─── Available data ───
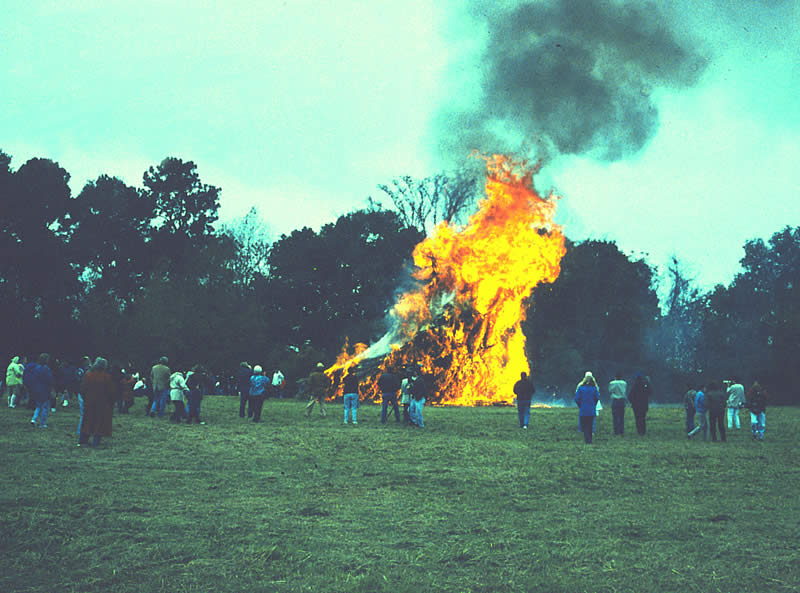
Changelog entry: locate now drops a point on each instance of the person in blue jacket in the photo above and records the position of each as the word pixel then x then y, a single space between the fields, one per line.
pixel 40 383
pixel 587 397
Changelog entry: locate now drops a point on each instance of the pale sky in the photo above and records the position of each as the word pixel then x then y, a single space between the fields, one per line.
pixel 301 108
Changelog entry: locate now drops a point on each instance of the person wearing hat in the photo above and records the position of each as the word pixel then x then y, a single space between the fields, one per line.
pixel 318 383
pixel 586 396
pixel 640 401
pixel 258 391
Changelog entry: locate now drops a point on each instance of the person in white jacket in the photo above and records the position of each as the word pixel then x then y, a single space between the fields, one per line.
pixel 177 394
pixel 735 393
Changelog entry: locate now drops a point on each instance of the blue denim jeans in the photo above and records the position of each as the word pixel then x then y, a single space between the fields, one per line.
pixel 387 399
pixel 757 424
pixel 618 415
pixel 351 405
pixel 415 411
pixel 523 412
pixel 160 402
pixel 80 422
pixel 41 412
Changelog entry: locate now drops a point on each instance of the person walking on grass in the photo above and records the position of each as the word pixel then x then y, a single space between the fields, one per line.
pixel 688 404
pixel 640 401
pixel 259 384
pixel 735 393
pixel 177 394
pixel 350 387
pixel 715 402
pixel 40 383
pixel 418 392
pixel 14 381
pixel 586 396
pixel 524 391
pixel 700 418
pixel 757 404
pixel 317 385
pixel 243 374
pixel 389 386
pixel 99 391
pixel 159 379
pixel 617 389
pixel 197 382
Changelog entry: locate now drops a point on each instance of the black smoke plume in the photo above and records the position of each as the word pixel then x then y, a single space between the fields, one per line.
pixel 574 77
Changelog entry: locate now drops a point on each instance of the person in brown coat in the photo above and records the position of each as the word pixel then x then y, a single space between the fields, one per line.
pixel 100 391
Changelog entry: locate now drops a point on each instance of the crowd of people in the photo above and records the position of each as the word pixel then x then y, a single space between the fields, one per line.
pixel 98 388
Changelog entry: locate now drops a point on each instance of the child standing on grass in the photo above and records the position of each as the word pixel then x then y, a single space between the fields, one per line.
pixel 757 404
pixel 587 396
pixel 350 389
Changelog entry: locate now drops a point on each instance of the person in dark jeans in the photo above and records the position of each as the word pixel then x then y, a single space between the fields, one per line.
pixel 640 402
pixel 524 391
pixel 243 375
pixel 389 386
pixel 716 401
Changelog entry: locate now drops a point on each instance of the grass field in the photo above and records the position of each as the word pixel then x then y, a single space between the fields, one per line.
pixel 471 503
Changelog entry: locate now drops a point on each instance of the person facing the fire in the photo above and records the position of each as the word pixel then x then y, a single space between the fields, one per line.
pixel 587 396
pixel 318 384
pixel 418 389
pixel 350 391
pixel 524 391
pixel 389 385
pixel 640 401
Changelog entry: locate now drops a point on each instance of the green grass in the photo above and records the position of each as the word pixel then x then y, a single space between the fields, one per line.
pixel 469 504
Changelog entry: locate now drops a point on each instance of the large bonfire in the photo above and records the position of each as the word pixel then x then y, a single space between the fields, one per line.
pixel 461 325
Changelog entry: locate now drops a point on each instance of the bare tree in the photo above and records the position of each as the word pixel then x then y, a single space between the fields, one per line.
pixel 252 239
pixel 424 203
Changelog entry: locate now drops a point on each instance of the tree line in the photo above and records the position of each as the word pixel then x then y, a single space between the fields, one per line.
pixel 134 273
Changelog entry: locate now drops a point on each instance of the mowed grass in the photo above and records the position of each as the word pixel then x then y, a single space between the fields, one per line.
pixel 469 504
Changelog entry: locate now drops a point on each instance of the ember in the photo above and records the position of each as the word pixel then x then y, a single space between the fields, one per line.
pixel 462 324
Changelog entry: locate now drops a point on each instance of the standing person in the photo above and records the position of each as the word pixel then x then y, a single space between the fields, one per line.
───
Copy out exactly the lines running from the line with "of the green" to the end of the records, inclusive.

(Output for this exercise):
Changelog entry: locate now drops a point on each instance of the green grass in the photo above and records the position of each as the word pixel then x then y, a single space between the fields, one per line.
pixel 469 504
Changelog entry: locate now drops a point on each instance of the large bonfire in the photo above and records the position of each as the word pixel then x then y, a single space between the fields, one per line.
pixel 461 325
Changelog entry: locate now drops a point on each instance of the bare tree in the photo above and records the position of each as the word pixel then x then y, a single space between the fields, one per line.
pixel 252 239
pixel 424 203
Changelog entry: locate now drops a point on each instance of the tree line in the photo above and records the position of each as the word pixel then x then y, a single space between the fields, one per line.
pixel 134 273
Changelog entry: locate now drops a point on each instance of the mowed grass in the photo above and records the position of each as the word pixel then x then y, a single space between the fields, one per line.
pixel 469 504
Changelog entry: locate now drops a point on each instance of the ember in the photo above and records the position of each as the word pixel then x then y, a single space between the fields, one per line.
pixel 462 324
Changelog entry: locate now drops a point on each instance of the standing person in the photo above and records the position of each as the word pixel then x then y, a single space between the fields, one per line.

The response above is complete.